Provided data START

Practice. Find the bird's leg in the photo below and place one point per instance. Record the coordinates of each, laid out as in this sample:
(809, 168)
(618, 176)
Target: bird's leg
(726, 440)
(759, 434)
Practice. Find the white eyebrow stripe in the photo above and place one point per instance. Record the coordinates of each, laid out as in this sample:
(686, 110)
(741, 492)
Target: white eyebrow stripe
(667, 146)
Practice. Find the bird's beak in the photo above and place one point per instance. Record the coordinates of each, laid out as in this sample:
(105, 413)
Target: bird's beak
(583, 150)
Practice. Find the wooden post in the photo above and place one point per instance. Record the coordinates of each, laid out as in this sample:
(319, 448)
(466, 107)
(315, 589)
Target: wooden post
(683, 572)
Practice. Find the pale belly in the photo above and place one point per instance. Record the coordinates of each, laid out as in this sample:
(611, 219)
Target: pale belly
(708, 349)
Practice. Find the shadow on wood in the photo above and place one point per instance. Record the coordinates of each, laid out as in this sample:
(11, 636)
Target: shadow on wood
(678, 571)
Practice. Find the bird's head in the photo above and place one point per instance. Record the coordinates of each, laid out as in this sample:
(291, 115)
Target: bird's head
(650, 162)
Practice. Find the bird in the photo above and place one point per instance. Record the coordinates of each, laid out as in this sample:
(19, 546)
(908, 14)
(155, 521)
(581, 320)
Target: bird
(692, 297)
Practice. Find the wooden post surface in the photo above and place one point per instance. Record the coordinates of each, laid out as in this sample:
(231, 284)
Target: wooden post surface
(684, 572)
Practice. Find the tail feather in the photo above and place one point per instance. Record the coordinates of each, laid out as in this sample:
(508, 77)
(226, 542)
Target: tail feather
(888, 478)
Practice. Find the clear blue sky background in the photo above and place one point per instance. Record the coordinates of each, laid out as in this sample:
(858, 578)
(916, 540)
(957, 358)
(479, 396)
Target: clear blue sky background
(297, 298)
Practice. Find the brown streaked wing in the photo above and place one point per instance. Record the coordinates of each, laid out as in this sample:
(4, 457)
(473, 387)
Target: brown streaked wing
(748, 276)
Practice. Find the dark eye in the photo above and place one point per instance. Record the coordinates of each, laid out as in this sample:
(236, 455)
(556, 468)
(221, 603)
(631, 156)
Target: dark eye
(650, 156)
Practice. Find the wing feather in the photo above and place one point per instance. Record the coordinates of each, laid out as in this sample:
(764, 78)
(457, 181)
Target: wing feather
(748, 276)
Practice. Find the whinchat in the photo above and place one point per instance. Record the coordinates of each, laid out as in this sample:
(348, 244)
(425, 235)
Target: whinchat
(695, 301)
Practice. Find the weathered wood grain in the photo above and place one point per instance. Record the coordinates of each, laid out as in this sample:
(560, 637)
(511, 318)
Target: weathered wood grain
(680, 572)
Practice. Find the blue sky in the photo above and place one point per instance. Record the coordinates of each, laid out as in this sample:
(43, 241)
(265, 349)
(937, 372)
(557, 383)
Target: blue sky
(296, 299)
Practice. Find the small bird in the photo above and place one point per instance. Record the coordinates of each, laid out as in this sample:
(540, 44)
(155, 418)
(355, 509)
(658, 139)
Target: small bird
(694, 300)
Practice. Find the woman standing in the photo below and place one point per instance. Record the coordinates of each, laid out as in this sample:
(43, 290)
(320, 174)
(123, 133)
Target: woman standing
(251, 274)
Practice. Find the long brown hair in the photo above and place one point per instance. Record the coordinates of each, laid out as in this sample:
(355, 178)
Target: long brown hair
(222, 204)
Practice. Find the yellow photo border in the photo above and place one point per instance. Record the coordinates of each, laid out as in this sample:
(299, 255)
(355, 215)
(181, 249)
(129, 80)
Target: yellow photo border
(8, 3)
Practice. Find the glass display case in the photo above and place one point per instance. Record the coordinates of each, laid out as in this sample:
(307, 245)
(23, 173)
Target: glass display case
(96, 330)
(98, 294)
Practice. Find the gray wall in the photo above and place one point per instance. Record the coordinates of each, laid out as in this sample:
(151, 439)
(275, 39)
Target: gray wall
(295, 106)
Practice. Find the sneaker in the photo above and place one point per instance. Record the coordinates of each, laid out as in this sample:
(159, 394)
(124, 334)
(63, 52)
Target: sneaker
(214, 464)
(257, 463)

Provided data END

_What needs to be done_. Your response must repeat the entries above exactly, in full.

_Final answer_.
Practice. Find the bird's leg in the photo below and place one point per instance. Record the coordinates of each, laid out as in this sample:
(809, 168)
(618, 176)
Target: bird's leg
(726, 440)
(759, 434)
Practice. Find the white eyebrow stripe in the photo above and place one point per instance. Record the coordinates of each, laid out as in this sample:
(686, 110)
(741, 492)
Target: white eyebrow stripe
(667, 146)
Practice. Find the bird's beak in the photo above and place one point per instance. Record the coordinates of each, laid out as in this sample:
(105, 413)
Target: bird's beak
(583, 150)
Practice. Find the wooden post in the photo above and place one point per instance. Record the coordinates of each, laid out as in this sample:
(319, 448)
(466, 107)
(315, 589)
Target: wooden post
(683, 572)
Practice. Find the pale belly in the photo above and place one point per instance. Record the coordinates of each, laid out as in this sample:
(611, 219)
Target: pale belly
(708, 349)
Practice. Find the shadow on wood in the photo above and place one point per instance. Record the coordinates of each, laid out as in this sample:
(11, 636)
Target: shadow on wood
(678, 571)
Practice. Find the bird's head in the photo above and place one point per instance. Record the coordinates of each, laid out as in this sample:
(291, 115)
Target: bird's head
(650, 162)
Practice. Find the bird in the photo above and place one point per instance. Record the coordinates of each, laid out as in this sample:
(19, 546)
(908, 14)
(155, 521)
(581, 320)
Target: bird
(692, 297)
Practice. Find the wooden post surface in the photo above and place one point per instance. Record the coordinates of each, laid out as in this sample:
(231, 284)
Target: wooden post surface
(684, 572)
Practice. Find the tail feather in the photo above and place one point per instance. Record the coordinates of each, laid out as in this sample:
(508, 77)
(226, 542)
Target: tail feather
(888, 478)
Practice. Find the clear blue sky background in the photo above and place one point per instance. Record the coordinates of each, laid out as in this sample:
(858, 578)
(916, 540)
(957, 358)
(479, 396)
Target: clear blue sky background
(297, 298)
Practice. Find the brown streaked wing in the photo above and place one point per instance. Record the coordinates of each, laid out as in this sample:
(4, 457)
(473, 387)
Target: brown streaked wing
(748, 276)
Practice. Find the dark eye in the photo above and place one point per instance. Record the coordinates of each, laid out as in this sample:
(236, 455)
(556, 468)
(221, 603)
(631, 156)
Target: dark eye
(650, 156)
Practice. Find the wing feather in the photo above and place one point per instance. Record the coordinates of each, laid out as in this sample:
(764, 78)
(457, 181)
Target: wing feather
(748, 276)
Practice. Find the whinchat in the photo above and place one point per instance. Record the coordinates of each, laid out as in this sample:
(348, 244)
(425, 235)
Target: whinchat
(695, 301)
Practice. Find the weathered wood grain in the photo above and place one point per instance. Record the coordinates of each, laid out as in this sample:
(560, 637)
(511, 318)
Target: weathered wood grain
(680, 572)
Practice. Find the blue sky in the photo above and place one point per instance. Record the coordinates of each, laid out as in this sample:
(43, 241)
(265, 349)
(937, 372)
(557, 383)
Target: blue sky
(296, 299)
Practice. Find the small bird in the photo above and place one point per instance. Record the coordinates of each, laid out as in this sample:
(540, 44)
(155, 418)
(355, 509)
(658, 139)
Target: small bird
(694, 300)
Practice. Find the woman standing in the photo below and place one point per instance. Record the coordinates of each, laid out as in this sample:
(43, 290)
(320, 174)
(123, 133)
Target: woman standing
(251, 274)
Practice. Find the long brown hair in the photo above and place one point per instance. Record the coordinates of each, laid out as in this sample:
(355, 178)
Target: long brown hair
(222, 204)
Practice. Find the yellow photo border in the photo above and place one point per instance. Record the coordinates of each, laid out as in this sample:
(299, 255)
(355, 215)
(181, 249)
(129, 80)
Target: yellow photo border
(8, 3)
Practice. Find the glass display case in the photo above and place one point per instance. Record the coordinates of each, laid out as in this sample:
(307, 245)
(23, 173)
Target: glass display case
(96, 330)
(98, 294)
Practice. Find the gray wall in the photo above and place one point per instance. Record the coordinates of each, laid out as in this sample:
(151, 439)
(275, 39)
Target: gray wall
(295, 106)
Practice. Find the sneaker in the photo above and place one point per instance. Record the coordinates of each, laid out as in this sample:
(159, 394)
(124, 334)
(63, 52)
Target: sneaker
(214, 464)
(257, 463)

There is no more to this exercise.